◆ **Problem**: Only the lines from the line holding "Where can the rear" through the final line of the entries below are to be returned, exactly as they stand.

[Dataset rows on where objects appear]
>>>>

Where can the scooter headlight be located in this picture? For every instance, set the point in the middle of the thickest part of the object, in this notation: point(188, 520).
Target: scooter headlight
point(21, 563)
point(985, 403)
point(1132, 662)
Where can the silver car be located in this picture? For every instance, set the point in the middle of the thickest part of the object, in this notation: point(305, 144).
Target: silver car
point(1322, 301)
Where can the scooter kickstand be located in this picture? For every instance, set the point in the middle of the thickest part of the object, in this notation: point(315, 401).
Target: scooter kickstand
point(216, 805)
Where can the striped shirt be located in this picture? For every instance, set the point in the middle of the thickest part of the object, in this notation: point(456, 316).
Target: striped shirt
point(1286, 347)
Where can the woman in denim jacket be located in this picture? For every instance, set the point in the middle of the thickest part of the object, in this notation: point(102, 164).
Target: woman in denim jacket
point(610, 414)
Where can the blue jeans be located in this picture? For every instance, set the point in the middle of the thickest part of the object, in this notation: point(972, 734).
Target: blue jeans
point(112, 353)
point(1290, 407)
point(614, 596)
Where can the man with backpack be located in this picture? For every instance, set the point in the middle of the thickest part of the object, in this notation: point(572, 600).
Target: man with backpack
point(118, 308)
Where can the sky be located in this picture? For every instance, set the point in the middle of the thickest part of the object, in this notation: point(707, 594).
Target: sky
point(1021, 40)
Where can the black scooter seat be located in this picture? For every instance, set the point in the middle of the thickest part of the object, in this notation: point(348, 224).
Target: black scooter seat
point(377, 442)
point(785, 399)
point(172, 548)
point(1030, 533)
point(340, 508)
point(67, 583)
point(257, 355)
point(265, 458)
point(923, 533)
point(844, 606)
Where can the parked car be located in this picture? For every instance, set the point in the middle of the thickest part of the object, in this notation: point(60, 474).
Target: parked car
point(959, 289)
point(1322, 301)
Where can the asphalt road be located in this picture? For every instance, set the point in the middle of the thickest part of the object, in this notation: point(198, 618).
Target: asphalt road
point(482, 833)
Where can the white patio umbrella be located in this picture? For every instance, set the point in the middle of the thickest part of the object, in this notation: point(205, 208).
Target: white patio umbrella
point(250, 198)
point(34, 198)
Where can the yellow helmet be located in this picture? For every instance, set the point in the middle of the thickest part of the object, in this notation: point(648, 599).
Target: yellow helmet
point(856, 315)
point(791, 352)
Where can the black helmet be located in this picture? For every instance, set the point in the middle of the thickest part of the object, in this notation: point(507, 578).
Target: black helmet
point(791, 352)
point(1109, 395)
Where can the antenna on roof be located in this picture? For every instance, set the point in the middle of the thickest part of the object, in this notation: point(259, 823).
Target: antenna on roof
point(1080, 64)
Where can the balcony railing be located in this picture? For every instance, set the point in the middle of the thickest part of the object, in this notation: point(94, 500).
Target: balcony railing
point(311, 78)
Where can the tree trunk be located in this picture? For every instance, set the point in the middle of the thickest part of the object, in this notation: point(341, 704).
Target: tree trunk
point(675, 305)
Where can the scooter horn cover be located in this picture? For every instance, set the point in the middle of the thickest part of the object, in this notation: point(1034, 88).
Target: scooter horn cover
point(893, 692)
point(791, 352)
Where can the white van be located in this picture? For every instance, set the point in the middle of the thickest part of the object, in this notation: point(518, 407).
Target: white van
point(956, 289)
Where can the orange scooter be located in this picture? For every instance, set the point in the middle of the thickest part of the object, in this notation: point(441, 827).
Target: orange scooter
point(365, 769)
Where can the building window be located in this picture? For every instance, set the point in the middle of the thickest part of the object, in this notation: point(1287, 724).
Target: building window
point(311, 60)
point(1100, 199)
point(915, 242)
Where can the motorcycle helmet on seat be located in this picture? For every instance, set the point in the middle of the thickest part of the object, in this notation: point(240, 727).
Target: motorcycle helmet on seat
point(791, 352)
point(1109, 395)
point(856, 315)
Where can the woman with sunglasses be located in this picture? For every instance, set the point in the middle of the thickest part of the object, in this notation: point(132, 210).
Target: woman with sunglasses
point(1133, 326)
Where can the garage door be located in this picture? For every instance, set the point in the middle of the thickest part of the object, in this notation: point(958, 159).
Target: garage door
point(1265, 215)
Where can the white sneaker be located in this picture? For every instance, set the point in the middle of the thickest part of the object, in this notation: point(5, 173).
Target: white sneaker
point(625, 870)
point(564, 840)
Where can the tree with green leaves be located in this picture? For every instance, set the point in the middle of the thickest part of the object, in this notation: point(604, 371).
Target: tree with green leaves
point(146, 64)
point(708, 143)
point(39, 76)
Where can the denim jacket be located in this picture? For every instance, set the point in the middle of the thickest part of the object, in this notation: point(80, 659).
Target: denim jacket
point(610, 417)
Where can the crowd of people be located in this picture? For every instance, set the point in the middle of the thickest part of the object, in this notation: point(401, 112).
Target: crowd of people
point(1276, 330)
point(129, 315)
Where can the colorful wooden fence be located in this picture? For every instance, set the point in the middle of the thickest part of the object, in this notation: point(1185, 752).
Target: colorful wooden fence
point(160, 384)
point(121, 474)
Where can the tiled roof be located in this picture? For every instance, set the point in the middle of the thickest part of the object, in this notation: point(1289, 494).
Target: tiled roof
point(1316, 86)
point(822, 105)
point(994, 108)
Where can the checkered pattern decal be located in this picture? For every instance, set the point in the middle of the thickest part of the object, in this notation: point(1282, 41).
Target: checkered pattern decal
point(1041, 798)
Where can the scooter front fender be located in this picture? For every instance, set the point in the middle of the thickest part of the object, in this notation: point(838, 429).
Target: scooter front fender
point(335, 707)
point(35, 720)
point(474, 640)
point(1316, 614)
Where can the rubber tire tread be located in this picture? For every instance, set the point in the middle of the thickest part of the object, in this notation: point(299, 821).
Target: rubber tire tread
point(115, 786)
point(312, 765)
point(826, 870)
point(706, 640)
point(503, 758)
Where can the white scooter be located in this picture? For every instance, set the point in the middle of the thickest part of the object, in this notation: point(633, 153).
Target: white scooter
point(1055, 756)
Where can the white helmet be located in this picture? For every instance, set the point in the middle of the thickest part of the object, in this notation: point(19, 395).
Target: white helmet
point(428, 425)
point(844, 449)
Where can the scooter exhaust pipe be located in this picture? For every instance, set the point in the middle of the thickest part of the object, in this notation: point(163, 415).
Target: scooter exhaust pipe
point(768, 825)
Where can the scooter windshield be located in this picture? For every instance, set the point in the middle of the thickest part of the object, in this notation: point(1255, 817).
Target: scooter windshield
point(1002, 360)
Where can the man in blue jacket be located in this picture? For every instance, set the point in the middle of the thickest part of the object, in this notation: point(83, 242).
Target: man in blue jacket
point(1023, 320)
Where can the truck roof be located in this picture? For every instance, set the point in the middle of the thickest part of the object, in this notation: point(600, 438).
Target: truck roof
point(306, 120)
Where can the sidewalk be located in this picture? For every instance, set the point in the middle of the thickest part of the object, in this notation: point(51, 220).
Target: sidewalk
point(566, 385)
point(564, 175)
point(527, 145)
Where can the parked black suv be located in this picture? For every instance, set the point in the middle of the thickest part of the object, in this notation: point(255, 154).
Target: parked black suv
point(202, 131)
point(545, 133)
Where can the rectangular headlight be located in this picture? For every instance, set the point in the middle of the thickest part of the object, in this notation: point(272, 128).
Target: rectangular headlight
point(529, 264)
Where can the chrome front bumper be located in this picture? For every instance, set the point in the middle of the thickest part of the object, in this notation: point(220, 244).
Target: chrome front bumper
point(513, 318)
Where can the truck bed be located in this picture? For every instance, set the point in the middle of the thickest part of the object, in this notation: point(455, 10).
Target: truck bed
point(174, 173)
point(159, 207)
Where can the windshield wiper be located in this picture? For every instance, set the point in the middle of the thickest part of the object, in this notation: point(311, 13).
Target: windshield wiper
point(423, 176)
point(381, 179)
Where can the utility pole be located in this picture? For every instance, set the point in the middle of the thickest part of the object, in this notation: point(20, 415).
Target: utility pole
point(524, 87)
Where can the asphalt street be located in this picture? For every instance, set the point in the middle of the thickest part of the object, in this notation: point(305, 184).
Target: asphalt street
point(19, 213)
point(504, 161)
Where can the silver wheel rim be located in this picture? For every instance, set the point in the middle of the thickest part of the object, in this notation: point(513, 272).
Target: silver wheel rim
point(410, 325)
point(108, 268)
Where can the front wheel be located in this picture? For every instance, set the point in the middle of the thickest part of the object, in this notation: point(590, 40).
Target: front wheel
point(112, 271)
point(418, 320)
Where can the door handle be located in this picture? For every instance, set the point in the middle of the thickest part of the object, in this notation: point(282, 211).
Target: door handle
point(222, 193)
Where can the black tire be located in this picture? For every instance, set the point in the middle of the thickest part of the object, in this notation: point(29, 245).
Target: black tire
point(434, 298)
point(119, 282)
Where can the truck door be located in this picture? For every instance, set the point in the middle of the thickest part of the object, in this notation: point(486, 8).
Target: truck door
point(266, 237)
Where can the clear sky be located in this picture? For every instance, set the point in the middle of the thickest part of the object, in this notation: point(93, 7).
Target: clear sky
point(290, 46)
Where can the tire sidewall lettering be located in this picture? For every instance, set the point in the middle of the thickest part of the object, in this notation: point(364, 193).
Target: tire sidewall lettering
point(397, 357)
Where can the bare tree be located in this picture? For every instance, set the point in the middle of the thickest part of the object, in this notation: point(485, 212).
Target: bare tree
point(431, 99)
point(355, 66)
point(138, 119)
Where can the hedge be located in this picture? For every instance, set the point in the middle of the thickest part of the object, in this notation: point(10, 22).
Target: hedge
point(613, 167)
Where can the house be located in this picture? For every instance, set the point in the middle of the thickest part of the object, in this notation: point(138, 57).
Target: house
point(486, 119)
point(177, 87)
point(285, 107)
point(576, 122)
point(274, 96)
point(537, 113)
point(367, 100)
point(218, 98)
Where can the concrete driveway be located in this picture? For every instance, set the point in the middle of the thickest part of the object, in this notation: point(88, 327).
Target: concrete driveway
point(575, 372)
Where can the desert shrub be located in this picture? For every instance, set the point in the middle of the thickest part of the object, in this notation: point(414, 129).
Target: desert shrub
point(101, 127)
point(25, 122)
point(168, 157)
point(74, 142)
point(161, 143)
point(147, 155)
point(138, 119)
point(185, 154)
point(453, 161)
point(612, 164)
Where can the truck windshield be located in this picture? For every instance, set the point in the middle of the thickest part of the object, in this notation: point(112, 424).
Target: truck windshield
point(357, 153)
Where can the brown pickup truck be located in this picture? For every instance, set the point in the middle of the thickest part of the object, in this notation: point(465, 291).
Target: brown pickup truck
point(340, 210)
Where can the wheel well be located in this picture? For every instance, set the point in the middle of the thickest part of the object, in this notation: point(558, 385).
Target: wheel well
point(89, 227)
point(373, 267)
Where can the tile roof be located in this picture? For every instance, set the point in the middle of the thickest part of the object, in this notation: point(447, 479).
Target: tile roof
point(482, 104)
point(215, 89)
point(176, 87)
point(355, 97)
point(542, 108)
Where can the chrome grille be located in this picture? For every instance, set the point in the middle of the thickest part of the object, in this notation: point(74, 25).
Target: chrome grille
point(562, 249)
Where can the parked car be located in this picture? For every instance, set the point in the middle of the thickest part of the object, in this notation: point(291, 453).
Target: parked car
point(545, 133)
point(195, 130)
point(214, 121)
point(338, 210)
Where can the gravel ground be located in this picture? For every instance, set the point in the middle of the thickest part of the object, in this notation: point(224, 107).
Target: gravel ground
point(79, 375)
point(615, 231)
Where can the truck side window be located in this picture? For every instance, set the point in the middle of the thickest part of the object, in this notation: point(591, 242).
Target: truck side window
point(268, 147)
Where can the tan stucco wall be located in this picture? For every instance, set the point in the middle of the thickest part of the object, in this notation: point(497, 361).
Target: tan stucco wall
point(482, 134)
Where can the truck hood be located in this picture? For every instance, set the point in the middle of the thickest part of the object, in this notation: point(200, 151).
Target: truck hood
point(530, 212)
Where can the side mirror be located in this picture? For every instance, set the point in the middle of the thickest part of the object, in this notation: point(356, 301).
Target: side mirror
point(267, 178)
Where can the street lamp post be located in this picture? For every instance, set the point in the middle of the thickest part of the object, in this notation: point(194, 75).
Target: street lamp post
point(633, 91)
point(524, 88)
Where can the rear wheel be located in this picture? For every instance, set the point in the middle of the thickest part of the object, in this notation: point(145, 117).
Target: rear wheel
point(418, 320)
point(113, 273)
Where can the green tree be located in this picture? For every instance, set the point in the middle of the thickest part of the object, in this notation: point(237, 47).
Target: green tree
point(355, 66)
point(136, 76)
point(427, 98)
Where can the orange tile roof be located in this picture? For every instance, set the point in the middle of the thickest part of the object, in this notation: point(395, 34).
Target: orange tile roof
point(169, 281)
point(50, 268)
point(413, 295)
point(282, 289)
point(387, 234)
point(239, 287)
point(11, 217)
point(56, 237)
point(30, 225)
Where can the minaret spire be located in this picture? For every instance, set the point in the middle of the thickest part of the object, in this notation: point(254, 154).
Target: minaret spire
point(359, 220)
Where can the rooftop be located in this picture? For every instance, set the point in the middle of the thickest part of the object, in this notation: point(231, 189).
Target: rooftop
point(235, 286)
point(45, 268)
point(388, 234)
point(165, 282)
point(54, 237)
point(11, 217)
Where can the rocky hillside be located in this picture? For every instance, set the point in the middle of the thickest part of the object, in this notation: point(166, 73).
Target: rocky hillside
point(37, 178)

<<<<

◆ **Worked answer**:
Where can the rear wheel be located in this picture? For every instance, set the point in the middle of the thickest part of the object, in this notation: point(145, 117).
Target: rear wheel
point(418, 320)
point(113, 273)
Where can the green tree be located in this picture? For every instance, set the point in the middle of the thickest part of the object, in this notation: point(237, 47).
Target: green tree
point(355, 66)
point(136, 76)
point(427, 98)
Where can the orange tile roof be located in this picture? For every instance, set the point in the middle of the thickest part of the object, in this notation: point(395, 34).
Target: orange tile roof
point(169, 281)
point(50, 268)
point(413, 295)
point(282, 289)
point(387, 234)
point(239, 287)
point(11, 217)
point(56, 237)
point(30, 225)
Where can the minaret spire be located in this picture? For every instance, set the point in the middle of the thickest part of the object, in this notation: point(254, 154).
Target: minaret spire
point(359, 220)
Where can the rooftop be located in this picture? For every instance, set the point in the middle of the thickest part of the object, in this notation: point(231, 189).
Target: rooftop
point(235, 286)
point(45, 268)
point(388, 234)
point(165, 282)
point(54, 237)
point(11, 217)
Where can the rocky hillside be located in this picture? For every instance, set the point in the middle of the thickest part of the object, in this notation: point(166, 73).
Target: rocky hillside
point(37, 178)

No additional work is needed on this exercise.